+++ PROVIDED DATA

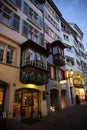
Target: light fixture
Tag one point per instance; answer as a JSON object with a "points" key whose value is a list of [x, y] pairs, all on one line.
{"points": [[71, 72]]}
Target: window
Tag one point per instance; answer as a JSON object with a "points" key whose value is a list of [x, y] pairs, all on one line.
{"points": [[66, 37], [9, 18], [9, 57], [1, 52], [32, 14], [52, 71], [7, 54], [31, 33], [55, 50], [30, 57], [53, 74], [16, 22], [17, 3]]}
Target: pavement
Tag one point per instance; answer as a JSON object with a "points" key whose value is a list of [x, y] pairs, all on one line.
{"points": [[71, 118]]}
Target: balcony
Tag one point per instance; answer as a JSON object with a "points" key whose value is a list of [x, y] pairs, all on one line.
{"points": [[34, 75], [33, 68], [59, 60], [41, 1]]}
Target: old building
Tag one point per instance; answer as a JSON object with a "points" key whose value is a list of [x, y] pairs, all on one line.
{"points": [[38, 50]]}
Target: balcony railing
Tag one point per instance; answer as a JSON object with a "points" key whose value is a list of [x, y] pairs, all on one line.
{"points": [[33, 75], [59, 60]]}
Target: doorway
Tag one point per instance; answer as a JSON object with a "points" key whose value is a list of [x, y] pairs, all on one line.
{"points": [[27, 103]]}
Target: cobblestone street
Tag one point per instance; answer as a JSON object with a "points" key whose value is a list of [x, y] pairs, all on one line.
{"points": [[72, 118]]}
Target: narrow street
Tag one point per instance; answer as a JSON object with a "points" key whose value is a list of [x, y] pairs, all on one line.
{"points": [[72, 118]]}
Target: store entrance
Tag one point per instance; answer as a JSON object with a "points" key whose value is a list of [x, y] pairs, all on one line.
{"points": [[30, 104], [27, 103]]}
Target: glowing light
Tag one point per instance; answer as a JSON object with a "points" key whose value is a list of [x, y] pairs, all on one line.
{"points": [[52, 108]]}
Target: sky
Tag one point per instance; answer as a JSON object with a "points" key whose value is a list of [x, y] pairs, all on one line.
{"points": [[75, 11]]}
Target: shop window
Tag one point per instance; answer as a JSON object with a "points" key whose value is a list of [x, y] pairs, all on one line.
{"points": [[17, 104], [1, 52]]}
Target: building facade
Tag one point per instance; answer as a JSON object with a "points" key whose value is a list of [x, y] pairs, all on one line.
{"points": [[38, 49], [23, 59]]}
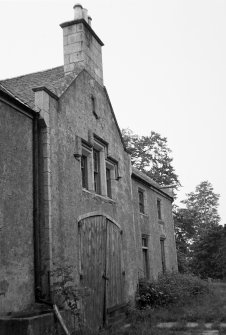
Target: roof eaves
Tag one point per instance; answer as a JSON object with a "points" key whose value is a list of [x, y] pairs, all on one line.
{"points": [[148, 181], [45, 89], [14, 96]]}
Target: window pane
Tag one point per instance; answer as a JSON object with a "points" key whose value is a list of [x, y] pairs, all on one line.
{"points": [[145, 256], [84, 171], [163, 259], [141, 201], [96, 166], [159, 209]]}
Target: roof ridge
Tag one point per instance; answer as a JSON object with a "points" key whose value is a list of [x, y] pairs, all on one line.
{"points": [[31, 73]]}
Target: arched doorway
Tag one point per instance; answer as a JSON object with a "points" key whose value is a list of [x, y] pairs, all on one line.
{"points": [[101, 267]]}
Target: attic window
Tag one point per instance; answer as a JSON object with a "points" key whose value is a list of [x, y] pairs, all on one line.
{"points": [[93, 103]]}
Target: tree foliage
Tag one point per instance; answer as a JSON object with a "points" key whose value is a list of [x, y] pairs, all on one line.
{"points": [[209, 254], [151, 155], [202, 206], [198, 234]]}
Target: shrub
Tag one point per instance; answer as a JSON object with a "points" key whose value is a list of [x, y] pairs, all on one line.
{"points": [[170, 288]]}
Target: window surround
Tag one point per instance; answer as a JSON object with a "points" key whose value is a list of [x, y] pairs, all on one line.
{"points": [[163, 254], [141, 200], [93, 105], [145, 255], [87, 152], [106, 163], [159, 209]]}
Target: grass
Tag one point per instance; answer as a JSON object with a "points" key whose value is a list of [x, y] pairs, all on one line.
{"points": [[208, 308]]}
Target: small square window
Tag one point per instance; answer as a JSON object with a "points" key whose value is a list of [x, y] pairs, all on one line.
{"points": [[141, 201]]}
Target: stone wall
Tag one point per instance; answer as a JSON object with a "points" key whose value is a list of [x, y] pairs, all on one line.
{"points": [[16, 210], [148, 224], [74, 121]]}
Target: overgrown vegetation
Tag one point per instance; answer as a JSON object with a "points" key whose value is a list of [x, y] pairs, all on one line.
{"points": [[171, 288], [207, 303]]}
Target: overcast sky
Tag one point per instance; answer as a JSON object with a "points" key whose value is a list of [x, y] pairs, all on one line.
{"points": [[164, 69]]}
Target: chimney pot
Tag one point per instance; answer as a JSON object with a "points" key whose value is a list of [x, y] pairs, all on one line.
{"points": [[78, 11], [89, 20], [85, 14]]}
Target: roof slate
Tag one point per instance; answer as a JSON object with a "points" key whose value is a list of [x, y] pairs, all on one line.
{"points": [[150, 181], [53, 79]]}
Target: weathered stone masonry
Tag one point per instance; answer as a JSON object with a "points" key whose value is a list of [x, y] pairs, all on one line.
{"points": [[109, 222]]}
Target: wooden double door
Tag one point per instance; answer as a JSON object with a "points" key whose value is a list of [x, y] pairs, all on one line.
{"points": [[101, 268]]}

++++++

**REQUIREMENTS:**
Write out every line of the records above again, switching "Target" to "Object" and changing nothing else. Leave the pictures out.

**OUTPUT OF THE EXERCISE:**
Object: light fixture
Tag one point per instance; answer as a JSON object with a "points" key whose value is a list of [x, y] pairs, all on one line.
{"points": [[71, 72]]}
Object: window
Tag one point per instance; answer as a JSON object with a "points" key whose value is a list of [x, y] pairs, all on one line.
{"points": [[66, 37], [9, 18], [9, 57], [1, 52], [32, 14], [52, 71], [7, 54], [31, 33], [55, 50], [30, 57], [53, 74], [16, 22], [17, 3]]}
Object: pavement
Tag one point per instance; answer as a JSON object with a "points" key whose value is a list of [x, y] pairs, all on one line.
{"points": [[71, 118]]}
Object: balcony
Tag one point per instance; answer as a JSON object with a "points" key whose value is a list of [x, y] pairs, all on one line.
{"points": [[34, 75], [33, 68], [59, 60], [41, 1]]}
Object: old building
Tag one point per instance; answer as a JSON object with a "points" key whose value is a list of [x, y] pairs, all on one line.
{"points": [[38, 50]]}
Object: balcony railing
Tag one point per instance; answer as a JSON object with a "points" key whose value is a list of [x, y] pairs, all on one line.
{"points": [[33, 75], [59, 60]]}
Object: doorway
Tag one point per instance; answer as a JSON object with a "points" key whose value is a list of [x, y] pairs, all on one line.
{"points": [[27, 103]]}
Object: cobblestone street
Tag one point per instance; answer as a JSON object with a "points" key whose value is a list of [x, y] pairs, all on one line.
{"points": [[72, 118]]}
Object: narrow street
Tag one point per instance; answer as a JSON object with a "points" key whose value is a list of [x, y] pairs, all on one line.
{"points": [[72, 118]]}
Object: store entrance
Tag one point per instance; answer as a JSON object with a "points" key whose value is a list of [x, y] pairs, all on one line.
{"points": [[30, 104], [27, 103]]}
Object: glowing light
Tag one point per instance; answer as a JSON object with a "points" key whose value is a list of [x, y] pairs, all on one line.
{"points": [[52, 108]]}
Object: sky
Tag one point per instance; answer as a JSON object with a "points" key whose value is a list of [x, y] pairs, all on one line.
{"points": [[75, 11]]}
Object: shop window
Tag one point per instance; answer as a JSON object with a "points" key whose value is a list of [x, y] pairs, all on one line.
{"points": [[17, 104], [1, 52]]}
Object: building facade
Tag one point per instance; answer as a JSON object with a "points" key whose value is a list of [x, y] pairs, all on one line.
{"points": [[38, 49], [23, 59]]}
Object: roof eaves
Tag one point per instance; answer as a JSON object with a "points" key whose value is a list of [x, y] pairs, all on one line.
{"points": [[148, 181], [45, 89], [14, 96]]}
Object: window pane
Tag one point per instance; answer as a JSON object with a "points" key whose value is a list of [x, y] pairs, all on one line.
{"points": [[145, 256], [84, 171], [163, 259], [141, 201], [96, 166], [159, 209]]}
Object: roof ridge
Tag one point per instance; answer as a JSON object with a "points" key whose value is a list of [x, y] pairs, all on one line.
{"points": [[31, 73]]}
Object: arched doorway
Tag one point per instance; answer as a JSON object with a "points" key whose value is a list of [x, y] pairs, all on one line.
{"points": [[101, 267]]}
Object: attic window
Tag one point per instance; answer as a JSON object with a "points" key whose value is a list of [x, y] pairs, all on one line.
{"points": [[93, 103]]}
Object: tree foliage
Tag one point per instance; answer as a JSON object with a "points" key whose value is a list of [x, y] pairs, all on one line.
{"points": [[209, 254], [151, 155], [202, 206], [198, 234]]}
Object: shrub
Tag one point per instance; answer as a JSON object with a "points" key whose value is a list of [x, y] pairs, all on one line.
{"points": [[170, 288]]}
Object: window surround
Tag one point per instance; answer as a JSON object with a "points" key whose value is a list of [x, y] pairs, all on one line.
{"points": [[163, 254], [141, 200], [93, 105], [145, 255], [87, 152], [106, 163], [159, 209]]}
Object: grass
Tag one point per instance; answer as a JSON object with a "points" key whose value is a list of [x, y] pairs, all on one line.
{"points": [[208, 308]]}
Object: small square window
Tag one point per instance; answer as a JSON object with a "points" key whose value is a list of [x, y] pairs, all on one line.
{"points": [[141, 201]]}
Object: stone wall
Tag one point per instance; answer as a JSON object with a "points" key whose value is a list of [x, y] pairs, all on one line.
{"points": [[16, 210], [148, 224], [74, 121]]}
Object: overgrown vegetation
Tag one point per instance; answer as a JSON object with a "points" key whose value is a list of [x, y] pairs, all on one line.
{"points": [[171, 288], [207, 303]]}
Object: overcast sky
Tag one point per instance; answer as a JSON object with a "points" key whose value is a list of [x, y] pairs, all on one line.
{"points": [[164, 69]]}
Object: chimney pot
Tag one point per instance; answer as a JSON object with a "points" key whose value is a list of [x, y] pairs, all on one line.
{"points": [[78, 11], [89, 20], [85, 14]]}
Object: roof slate
Tag one point per instance; answer as a JSON object with a "points" key whose value is a list of [x, y] pairs, all on one line.
{"points": [[150, 181], [53, 79]]}
Object: weathered stone masonry
Tag one point per instance; answer as a JSON object with a "points" key whose value is a list of [x, y] pairs, all on one line.
{"points": [[109, 222]]}
Object: wooden double door
Tag one point per instance; answer as a JSON object with a "points" key whose value is a list of [x, y] pairs, all on one line.
{"points": [[101, 268]]}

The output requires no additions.